Excerpt
— Begin —

20. What Pacific island civilization built the famous Moai statues?

Show Answer
The Rapa Nui people of Easter Island (Rapa Nui). There are 887 statues, and contrary to popular myth, they weren’t all facing the ocean. Most face inland, watching over the villages.

 

 

Wars That Redrew the Map

21. World War I was triggered by the assassination of Archduke Franz Ferdinand. In what city was he killed?

This is where overconfidence in WWI knowledge gets tested. People know the name, but the city trips them up more than you’d expect.

Show Answer
Sarajevo, in modern-day Bosnia and Herzegovina. The assassin, Gavrilo Princip, was a 19-year-old Bosnian Serb. The car made a wrong turn. That wrong turn arguably killed 20 million people.

 

22. What country suffered the highest number of casualties in World War II?

This is the question that recalibrates every room I’ve ever asked it in.

Show Answer
The Soviet Union, with an estimated 24–27 million dead. The common wrong answer is Germany or China. Most people dramatically underestimate Soviet losses, which represented about 14% of the country’s prewar population.

 

23. The Hundred Years’ War was fought between England and France. How long did it actually last?

It’s a trick question that isn’t trying to be tricky. The name lies to you in plain sight.

Show Answer
116 years (1337–1453). It wasn’t one continuous war but a series of conflicts with long pauses. Nobody at the time called it the Hundred Years’ War, obviously.

 

24. What was the last major battle of the Napoleonic Wars?

— End —

Information shown
— Begin —

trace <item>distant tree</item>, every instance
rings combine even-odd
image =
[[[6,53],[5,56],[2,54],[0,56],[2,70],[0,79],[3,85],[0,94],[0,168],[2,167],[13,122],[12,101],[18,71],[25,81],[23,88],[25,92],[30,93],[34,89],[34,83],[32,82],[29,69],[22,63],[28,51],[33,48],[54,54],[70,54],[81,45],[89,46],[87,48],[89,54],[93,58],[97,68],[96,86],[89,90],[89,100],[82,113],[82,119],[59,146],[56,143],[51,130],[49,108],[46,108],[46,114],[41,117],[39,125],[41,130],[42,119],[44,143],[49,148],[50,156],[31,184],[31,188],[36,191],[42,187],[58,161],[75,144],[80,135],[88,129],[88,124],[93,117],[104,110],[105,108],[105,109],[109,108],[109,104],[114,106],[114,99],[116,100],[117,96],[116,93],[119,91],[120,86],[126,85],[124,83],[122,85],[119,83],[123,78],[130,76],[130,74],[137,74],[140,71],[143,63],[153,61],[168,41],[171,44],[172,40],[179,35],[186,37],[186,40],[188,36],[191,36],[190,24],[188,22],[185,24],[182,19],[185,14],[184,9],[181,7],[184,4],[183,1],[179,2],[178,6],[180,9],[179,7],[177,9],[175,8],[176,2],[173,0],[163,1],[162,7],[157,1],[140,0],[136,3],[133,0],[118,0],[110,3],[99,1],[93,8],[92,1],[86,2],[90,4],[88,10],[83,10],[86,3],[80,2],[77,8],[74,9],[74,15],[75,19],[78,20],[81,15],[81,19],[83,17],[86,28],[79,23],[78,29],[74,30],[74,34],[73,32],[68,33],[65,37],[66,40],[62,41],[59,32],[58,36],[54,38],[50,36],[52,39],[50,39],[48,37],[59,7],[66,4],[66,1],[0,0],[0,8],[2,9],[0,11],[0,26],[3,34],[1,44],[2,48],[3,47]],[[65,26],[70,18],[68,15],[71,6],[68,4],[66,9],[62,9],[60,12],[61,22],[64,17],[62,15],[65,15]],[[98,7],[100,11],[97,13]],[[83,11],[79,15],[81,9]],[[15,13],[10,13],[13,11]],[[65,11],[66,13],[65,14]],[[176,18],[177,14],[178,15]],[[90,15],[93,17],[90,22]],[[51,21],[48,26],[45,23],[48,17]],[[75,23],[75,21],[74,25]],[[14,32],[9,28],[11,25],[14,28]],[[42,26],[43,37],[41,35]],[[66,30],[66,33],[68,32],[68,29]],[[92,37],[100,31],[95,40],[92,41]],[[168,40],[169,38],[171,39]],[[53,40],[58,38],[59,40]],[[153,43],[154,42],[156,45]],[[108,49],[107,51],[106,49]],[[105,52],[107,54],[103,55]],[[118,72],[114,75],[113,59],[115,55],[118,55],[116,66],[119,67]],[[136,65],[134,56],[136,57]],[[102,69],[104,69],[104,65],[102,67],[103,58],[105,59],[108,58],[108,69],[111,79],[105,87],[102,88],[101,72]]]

— End —

Exercise aim
Pick up the history trivia quiz above right after its last line and keep it going.

Expected answer
Show Answer
The Battle of Waterloo, fought on June 18, 1815, in present-day Belgium. Napoleon was defeated by a coalition led by the Duke of Wellington and Prussian Field Marshal Blücher.

 

25. The Boer Wars were fought in what modern-day country?

Show Answer
South Africa. The wars (1880–1881 and 1899–1902) were fought between the British Empire and the Boer republics. The British invented concentration camps during the second one, a fact that doesn’t get enough airtime.

 

26. What 1937 event, involving the massacre of civilians by Japanese forces, is sometimes called “The Forgotten Holocaust of World War II”?

Show Answer
The Nanjing Massacre (also called the Rape of Nanking). Estimates of those killed range from 40,000 to over 300,000 Chinese civilians and disarmed soldiers over six weeks.

 

27. The Treaty of Versailles ended World War I. In what famous building was it signed?

Show Answer
The Hall of Mirrors at the Palace of Versailles. The same room where the German Empire had been proclaimed in 1871 after defeating France. The symbolism was very much the point.

 

28. What was the name of the military alliance between Germany, Italy, and Japan during World War II?

Show Answer
The Axis Powers. The term originated from a 1936 treaty between Germany and Italy, with Mussolini declaring that the Rome-Berlin line was an “axis” around which Europe would revolve.

 

29. The Korean War began in 1950. Has a formal peace treaty ever been signed?

I love this one because people who are 90% sure the answer is no still hesitate. Something about the confidence of the question makes them doubt themselves.

Show Answer
No. The fighting ended with an armistice agreement in 1953, but technically North and South Korea are still at war. It’s the longest active ceasefire in modern history.

 

30. What was the shortest war in recorded history, lasting approximately 38 to 45 minutes?

Show Answer
The Anglo-Zanzibar War of 1896. Britain demanded the new Sultan of Zanzibar step down. He refused. The British bombarded the palace. It was over before lunch.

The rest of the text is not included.